Question

Question #a7bf9

Answer 1

`y'=[-3sin(3x)ln(x)+cos(3x)/x]x^cos(3x)`

Explanation:

Apply the natural log on both sides:

`y=x^(cos(3x))->lny=lnx^cos(3x)`

Since `ln(a^r)=rlna`, we can rewrite the problem as

`lny=cos(3x)*lnx`

Now we must use implicit differentiation `(dy/dx)` on both sides:

Differentiate both sides with respect to `x`

`1/y*dy/dx=color(red)(-3sin(3x)ln(x)+cos(3x)/x)larr`See proof below

`--------------------`
Apply the product rule:

`d/dx[f*g]=f'(x)*g(x)+g'(x)*f(x)`

Let: `f(x)=cos(3x)` and `g(x)=ln(x)`

Thus, `f'(x)=-3sin(3x)` and `g'(x)=1/x`

`d/dx[cos(3x)*ln(x)]=[-3sin(3x)*ln(x)]+([1/x]*[cos(3x)])`

`d/dx=-3sin(3x)ln(x)+cos(3x)/x`
`--------------------`

Going back to the problem:

`1/y*dy/dx=-3sin(3x)ln(x)+cos(3x)/x`

Multpliy `y` to both sides:

`cancelcolor(red)y*1/cancely*dy/dx=[-3sin(3x)ln(x)+cos(3x)/x]*color(red)y`

Since we want everything in terms of `x` we will replace `color(red)y` with the function first given since `color(red)y` is defined by the function `x^cos(3x)`. So finally,

`dy/dx=y'=[-3sin(3x)ln(x)+cos(3x)/x]x^cos(3x)`

Answer 2

Given: `y=x^cos(3x)`

Use the natural logarithm on both sides:

`ln(y) = ln(x^cos(3x))`

Use the property `ln(a^c) = (c)ln(a)`:

Given: `ln(y)=cos(3x)ln(x)`

Differentiate both sides with respect to x:

`(d(ln(y)))/dx=(d(cos(3x)ln(x)))/dx`

The left side requires the use of the chain rule:

`(d(ln(y)))/dydy/dx=(d(cos(3x)ln(x)))/dx`

`1/ydy/dx=(d(cos(3x)ln(x)))/dx`

The right side requires the use of the product rule:

`1/ydy/dx=(d(cos(3x)))/dxln(x)+ cos(3x)(d(ln(x)))/dx`

`1/ydy/dx=-3sin(3x)ln(x)+ cos(3x)/x`

Multiply both sides by y:

`dy/dx=(-3sin(3x)ln(x)+ cos(3x)/x)y`

Substitute `y = x^cos(3x)`:

`dy/dx=(-3sin(3x)ln(x)+ cos(3x)/x)x^cos(3x)`

◆ **EXERCISE TASK 1**: Arrange the records below as a Markdown table with the columns Row and Line, one numbered row per line, skipping blank lines.

◆ **DATA EXTRACT**:

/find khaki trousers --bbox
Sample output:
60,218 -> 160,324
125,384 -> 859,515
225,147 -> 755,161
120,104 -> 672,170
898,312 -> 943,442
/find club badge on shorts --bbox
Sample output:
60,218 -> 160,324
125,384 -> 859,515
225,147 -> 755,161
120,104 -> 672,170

◆ **EXERCISE TASK 2**: In the differentiation solution above, which rule does Answer 2 say the left side requires?

◆ **TASK OUTPUT 1**:
| Row | Line |
|---|---|
| 1 | /find khaki trousers --bbox |
| 2 | Sample output: |
| 3 | 60,218 -> 160,324 |
| 4 | 125,384 -> 859,515 |
| 5 | 225,147 -> 755,161 |
| 6 | 120,104 -> 672,170 |
| 7 | 898,312 -> 943,442 |
| 8 | /find club badge on shorts --bbox |
| 9 | Sample output: |
| 10 | 60,218 -> 160,324 |
| 11 | 125,384 -> 859,515 |
| 12 | 225,147 -> 755,161 |
| 13 | 120,104 -> 672,170 |

◆ **TASK OUTPUT 2**: The chain rule.